Ihre Aufgabe
Als was sind Brahm und Papies laut dem Interview mit der Doppelspitze der Fakultät auf dem Papier bezeichnet?

Zu prüfender Text
>>

Uni-Tübingen

Newsletter Uni Tübingen aktuell Nr. 1/2025: Uni intern

Forschungskooperationen über Fächer- und Fakultätsgrenzen hinweg im Fokus

Interview mit Dekanin Taiga Brahm und Dekan Dominik Papies, der neuen Doppelspitze der Wirtschafts- und Sozialwissenschaftlichen Fakultät

Sie sind jetzt 100 Tage im Amt (Interview am 10.12.24). Wie klappt die Arbeit als Doppelspitze? 

Brahm: Wir haben eine Art Geschäftsverteilungsplan und die Zusammenarbeit läuft hervorragend. Dank elektronischer Kooperationstools können wir uns regelmäßig abstimmen, wenn nötig sehr kurzfristig. Das ist aus meiner Sicht auch die Voraussetzung, dass so eine Doppelspitze funktioniert. 

Unser Anspruch ist es, nach außen immer mit einer Stimme zu sprechen. Für den Fall, dass wir in einer Sache einen Dissens haben, würden wir immer versuchen, diesen intern beizulegen, bevor wir unsere Meinung kundtun. 

Papies: Die Möglichkeit, sich gegenseitig abzusprechen und rückzukoppeln, eine zweite Meinung einzuholen und zu überlegen, wie wir gemeinsam vorgehen – das ist das Beste an der Doppelspitze und zugleich etwas, was ich nicht mehr missen möchte, ein riesiger Asset. Diese permanente Abstimmung empfinden wir nicht als Pflicht, vielmehr hat sie für unsere Arbeit als Dekane sogar eine entlastende Funktion.

Wie viel Zeit bleibt Ihnen neben der Tätigkeit als Dekanin bzw. Dekan noch für Forschung und Lehre? 

Brahm: Auf dem Papier sind wir „nebenamtliche Dekane in Hauptfunktion“. Für die ersten 100 Tage würde ich sagen, dass die Betonung auf Hauptfunktion liegt. Aber der Anspruch ist schon – und damit sind wir auch angetreten –, dass wir auch weiterhin Forschung und Lehre betreiben. 

Papies: Wir bemühen uns, bestimmte Tage als „Forschungstage“ zu blockieren, aber in der Praxis funktioniert das nicht immer, wenn beispielsweise dringende Termine im Dekanat anstehen.

<<

Gegebene Daten

>>

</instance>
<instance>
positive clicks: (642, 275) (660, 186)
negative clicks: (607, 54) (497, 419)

<<

Lösung
Sie sind auf dem Papier „nebenamtliche Dekane in Hauptfunktion“.